• _Your goal_: Among these records, tally each line with the word "coordinates"; the answer is that number alone.

[Stored data entries]

● ● ● ●

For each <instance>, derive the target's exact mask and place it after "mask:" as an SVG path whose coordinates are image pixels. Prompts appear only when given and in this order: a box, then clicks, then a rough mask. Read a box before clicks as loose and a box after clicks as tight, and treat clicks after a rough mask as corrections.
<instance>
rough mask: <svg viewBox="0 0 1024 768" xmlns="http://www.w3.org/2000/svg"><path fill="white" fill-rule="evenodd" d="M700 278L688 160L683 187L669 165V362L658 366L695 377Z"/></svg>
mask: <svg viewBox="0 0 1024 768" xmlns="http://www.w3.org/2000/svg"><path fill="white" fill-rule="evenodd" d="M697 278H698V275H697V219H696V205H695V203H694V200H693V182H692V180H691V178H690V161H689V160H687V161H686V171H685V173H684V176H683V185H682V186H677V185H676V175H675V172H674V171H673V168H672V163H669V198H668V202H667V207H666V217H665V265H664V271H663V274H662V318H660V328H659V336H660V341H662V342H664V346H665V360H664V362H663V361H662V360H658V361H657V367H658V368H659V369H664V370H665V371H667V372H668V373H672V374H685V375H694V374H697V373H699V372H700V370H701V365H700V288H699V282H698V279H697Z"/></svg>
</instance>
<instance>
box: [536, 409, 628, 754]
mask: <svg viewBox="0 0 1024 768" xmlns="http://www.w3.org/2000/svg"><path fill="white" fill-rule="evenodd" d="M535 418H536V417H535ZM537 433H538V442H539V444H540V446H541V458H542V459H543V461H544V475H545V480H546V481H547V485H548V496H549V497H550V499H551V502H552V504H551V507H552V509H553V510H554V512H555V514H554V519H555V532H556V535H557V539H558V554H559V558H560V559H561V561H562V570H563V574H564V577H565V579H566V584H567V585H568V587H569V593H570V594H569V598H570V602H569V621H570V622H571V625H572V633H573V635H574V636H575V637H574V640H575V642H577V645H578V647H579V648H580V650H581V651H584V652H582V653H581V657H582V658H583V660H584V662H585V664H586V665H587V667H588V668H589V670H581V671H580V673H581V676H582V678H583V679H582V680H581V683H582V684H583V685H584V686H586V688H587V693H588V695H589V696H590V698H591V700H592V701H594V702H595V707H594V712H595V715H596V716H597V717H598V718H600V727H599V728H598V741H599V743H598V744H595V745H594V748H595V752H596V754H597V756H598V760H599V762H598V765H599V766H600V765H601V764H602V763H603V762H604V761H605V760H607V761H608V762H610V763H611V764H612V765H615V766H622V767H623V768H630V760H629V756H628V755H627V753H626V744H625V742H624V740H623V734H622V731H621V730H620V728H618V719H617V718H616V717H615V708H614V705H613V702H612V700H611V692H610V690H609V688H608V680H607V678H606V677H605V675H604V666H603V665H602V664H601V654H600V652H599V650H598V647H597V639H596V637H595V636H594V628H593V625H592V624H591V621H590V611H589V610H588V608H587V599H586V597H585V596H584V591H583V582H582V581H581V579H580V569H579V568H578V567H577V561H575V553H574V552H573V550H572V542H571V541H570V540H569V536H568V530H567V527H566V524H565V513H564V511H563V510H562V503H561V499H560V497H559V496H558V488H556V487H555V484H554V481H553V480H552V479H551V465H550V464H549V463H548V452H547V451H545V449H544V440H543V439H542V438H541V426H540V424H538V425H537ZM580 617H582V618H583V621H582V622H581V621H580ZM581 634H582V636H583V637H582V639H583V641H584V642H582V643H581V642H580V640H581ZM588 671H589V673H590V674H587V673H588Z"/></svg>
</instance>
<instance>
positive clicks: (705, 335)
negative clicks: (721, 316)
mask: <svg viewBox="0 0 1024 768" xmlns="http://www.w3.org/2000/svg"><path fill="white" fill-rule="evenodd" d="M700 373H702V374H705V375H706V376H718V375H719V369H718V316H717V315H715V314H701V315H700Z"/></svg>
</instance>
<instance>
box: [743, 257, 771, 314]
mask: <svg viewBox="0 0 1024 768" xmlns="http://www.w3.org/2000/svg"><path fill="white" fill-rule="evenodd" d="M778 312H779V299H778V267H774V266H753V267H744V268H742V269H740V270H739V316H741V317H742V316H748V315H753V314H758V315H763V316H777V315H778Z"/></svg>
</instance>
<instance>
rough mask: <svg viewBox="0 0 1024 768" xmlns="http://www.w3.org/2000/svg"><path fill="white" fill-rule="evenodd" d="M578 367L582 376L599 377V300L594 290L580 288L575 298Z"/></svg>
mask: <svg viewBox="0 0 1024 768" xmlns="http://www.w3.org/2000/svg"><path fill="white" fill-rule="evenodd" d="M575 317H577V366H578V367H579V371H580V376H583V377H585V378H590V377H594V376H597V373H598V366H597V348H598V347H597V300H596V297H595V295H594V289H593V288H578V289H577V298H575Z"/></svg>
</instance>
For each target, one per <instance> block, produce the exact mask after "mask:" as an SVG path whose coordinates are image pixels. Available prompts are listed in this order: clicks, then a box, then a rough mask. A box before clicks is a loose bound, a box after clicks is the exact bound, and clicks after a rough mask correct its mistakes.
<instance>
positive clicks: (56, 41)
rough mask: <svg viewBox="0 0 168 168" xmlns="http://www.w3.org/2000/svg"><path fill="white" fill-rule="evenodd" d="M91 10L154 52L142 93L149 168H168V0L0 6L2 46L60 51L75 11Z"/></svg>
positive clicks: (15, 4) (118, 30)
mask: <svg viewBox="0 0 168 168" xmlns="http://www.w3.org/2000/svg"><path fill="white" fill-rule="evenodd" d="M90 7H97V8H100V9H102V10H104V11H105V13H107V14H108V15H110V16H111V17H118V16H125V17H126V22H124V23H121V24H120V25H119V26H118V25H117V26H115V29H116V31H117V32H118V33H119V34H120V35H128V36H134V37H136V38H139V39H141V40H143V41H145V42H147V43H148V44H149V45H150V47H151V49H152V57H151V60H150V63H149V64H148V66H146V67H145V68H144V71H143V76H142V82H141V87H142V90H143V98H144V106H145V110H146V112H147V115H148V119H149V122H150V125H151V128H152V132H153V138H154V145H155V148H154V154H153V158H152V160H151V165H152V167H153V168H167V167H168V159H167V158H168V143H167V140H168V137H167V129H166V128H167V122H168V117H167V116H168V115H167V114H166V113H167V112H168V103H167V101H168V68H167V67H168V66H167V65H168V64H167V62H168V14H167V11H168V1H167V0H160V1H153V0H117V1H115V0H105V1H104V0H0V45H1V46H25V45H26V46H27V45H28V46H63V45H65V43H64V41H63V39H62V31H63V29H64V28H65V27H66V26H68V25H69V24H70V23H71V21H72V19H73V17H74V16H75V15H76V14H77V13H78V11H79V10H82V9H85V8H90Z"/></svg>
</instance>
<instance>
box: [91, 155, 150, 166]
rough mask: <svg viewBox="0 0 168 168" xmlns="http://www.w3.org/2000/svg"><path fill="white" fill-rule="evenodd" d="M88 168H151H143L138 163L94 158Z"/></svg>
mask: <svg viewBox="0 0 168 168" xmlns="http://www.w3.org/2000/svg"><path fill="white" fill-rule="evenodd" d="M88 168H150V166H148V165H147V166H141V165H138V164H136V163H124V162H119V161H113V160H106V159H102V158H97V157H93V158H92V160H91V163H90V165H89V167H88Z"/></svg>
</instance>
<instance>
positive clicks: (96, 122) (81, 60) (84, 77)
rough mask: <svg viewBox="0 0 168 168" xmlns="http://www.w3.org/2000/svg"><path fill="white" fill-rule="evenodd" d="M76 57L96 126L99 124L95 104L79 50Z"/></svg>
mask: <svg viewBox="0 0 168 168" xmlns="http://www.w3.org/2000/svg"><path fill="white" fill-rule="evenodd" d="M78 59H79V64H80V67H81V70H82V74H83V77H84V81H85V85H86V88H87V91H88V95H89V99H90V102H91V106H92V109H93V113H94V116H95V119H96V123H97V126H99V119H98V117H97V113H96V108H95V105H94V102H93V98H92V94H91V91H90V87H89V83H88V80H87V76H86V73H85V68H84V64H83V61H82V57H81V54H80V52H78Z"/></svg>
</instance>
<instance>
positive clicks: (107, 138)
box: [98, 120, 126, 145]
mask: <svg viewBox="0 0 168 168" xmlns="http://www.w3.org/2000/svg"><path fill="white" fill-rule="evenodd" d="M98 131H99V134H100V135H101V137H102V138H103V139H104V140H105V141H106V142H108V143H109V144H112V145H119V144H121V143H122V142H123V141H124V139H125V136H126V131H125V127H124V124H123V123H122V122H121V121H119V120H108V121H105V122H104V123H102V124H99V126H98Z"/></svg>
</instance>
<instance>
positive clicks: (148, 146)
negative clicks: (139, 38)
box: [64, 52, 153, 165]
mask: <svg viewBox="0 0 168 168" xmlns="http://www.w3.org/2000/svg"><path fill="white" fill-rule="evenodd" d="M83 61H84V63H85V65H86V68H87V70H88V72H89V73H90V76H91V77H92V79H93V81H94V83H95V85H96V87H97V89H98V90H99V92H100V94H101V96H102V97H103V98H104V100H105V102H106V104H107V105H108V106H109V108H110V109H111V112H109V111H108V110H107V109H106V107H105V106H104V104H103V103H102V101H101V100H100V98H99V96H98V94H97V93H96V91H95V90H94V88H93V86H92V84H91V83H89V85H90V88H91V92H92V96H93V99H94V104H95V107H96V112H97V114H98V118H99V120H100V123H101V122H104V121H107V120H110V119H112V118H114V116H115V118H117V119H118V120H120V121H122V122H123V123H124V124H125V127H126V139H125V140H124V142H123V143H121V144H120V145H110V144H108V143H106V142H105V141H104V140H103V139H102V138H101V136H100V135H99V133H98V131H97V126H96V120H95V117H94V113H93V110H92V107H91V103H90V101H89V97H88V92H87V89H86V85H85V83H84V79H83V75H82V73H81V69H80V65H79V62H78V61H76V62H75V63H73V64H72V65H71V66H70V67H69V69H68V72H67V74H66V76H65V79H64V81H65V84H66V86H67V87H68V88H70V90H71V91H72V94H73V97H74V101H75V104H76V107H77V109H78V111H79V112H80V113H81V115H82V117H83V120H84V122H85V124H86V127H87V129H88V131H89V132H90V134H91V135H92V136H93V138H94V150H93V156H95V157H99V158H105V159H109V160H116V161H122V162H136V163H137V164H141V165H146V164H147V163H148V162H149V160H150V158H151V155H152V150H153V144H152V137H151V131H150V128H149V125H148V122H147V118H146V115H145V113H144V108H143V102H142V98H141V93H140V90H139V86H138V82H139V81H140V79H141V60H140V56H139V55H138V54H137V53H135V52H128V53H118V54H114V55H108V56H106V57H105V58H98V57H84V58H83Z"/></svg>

● ● ● ●

• _Finished task_: 2